[begin Records provided]

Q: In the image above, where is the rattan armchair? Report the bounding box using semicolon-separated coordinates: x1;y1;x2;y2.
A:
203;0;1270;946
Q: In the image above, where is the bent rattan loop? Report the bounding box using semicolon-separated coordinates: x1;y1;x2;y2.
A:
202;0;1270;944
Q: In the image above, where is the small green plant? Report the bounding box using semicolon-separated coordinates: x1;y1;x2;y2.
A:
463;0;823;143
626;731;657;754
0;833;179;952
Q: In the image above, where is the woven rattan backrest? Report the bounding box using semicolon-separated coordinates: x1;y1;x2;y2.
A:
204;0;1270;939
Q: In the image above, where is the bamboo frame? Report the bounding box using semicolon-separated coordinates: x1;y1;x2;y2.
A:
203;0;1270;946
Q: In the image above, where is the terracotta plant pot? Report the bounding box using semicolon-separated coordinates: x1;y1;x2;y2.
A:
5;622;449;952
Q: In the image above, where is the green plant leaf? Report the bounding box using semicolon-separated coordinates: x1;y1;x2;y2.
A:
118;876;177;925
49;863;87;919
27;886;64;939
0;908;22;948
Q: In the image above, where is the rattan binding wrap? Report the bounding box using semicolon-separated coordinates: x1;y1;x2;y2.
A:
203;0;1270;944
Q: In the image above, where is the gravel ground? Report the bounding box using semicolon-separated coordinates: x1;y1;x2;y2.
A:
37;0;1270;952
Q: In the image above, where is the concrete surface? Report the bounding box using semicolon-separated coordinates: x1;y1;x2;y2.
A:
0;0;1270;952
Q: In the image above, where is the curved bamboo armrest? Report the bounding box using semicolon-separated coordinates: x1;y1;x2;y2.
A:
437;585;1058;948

[end Records provided]

◆ Task ◆
Copy these lines verbatim, leaving every character unchanged.

◆ Expected answer ◆
Q: In the image above, where is the rattan armchair? Report the bounding box using semicolon-separated coordinates: x1;y1;x2;y2.
A:
203;0;1270;946
Q: In the image above, where is the bent rattan loop? Report the bounding box using semicolon-separated coordinates: x1;y1;x2;y2.
A:
202;0;1270;944
Q: In the image above, where is the small green plant? Report the bounding box using semicolon-separated coordinates: x1;y1;x2;y2.
A:
463;0;823;143
626;731;657;754
0;833;179;952
Q: In the image above, where is the woven rattan backrest? Report the bounding box using semicolon-separated coordinates: x1;y1;x2;y2.
A:
204;0;1270;939
Q: In the image above, where is the bamboo frame? Report the bounding box using semicolon-separated coordinates: x1;y1;x2;y2.
A:
203;0;1270;946
Q: In the image above, where is the terracotta plant pot? Report the bounding box using semicolon-separated coordinates: x1;y1;x2;y2.
A:
5;622;449;952
Q: In the image above, where is the green plant leaf? Report the bounding box using semicolon-separated coordinates: x1;y1;x2;y2.
A:
118;876;177;925
49;863;87;919
27;886;64;939
0;908;22;948
Q: In the image above, where is the rattan binding wrap? Report the bounding box using semicolon-separated coordinates: x1;y1;x2;y2.
A:
203;0;1270;944
Q: In the image above, where is the gravel ground? Report the bounding box using semicolon-separated coordinates: x1;y1;x2;y2.
A:
37;0;1270;952
Q: In the image above, where is the concrete surface? Report the bounding box using semicolon-separated coordinates: x1;y1;x2;y2.
A:
0;0;1270;952
Q: In the image above, where is the curved bamboo armrest? Report the bounding box using semicolon-separated coordinates: x1;y1;x2;y2.
A:
437;585;1058;948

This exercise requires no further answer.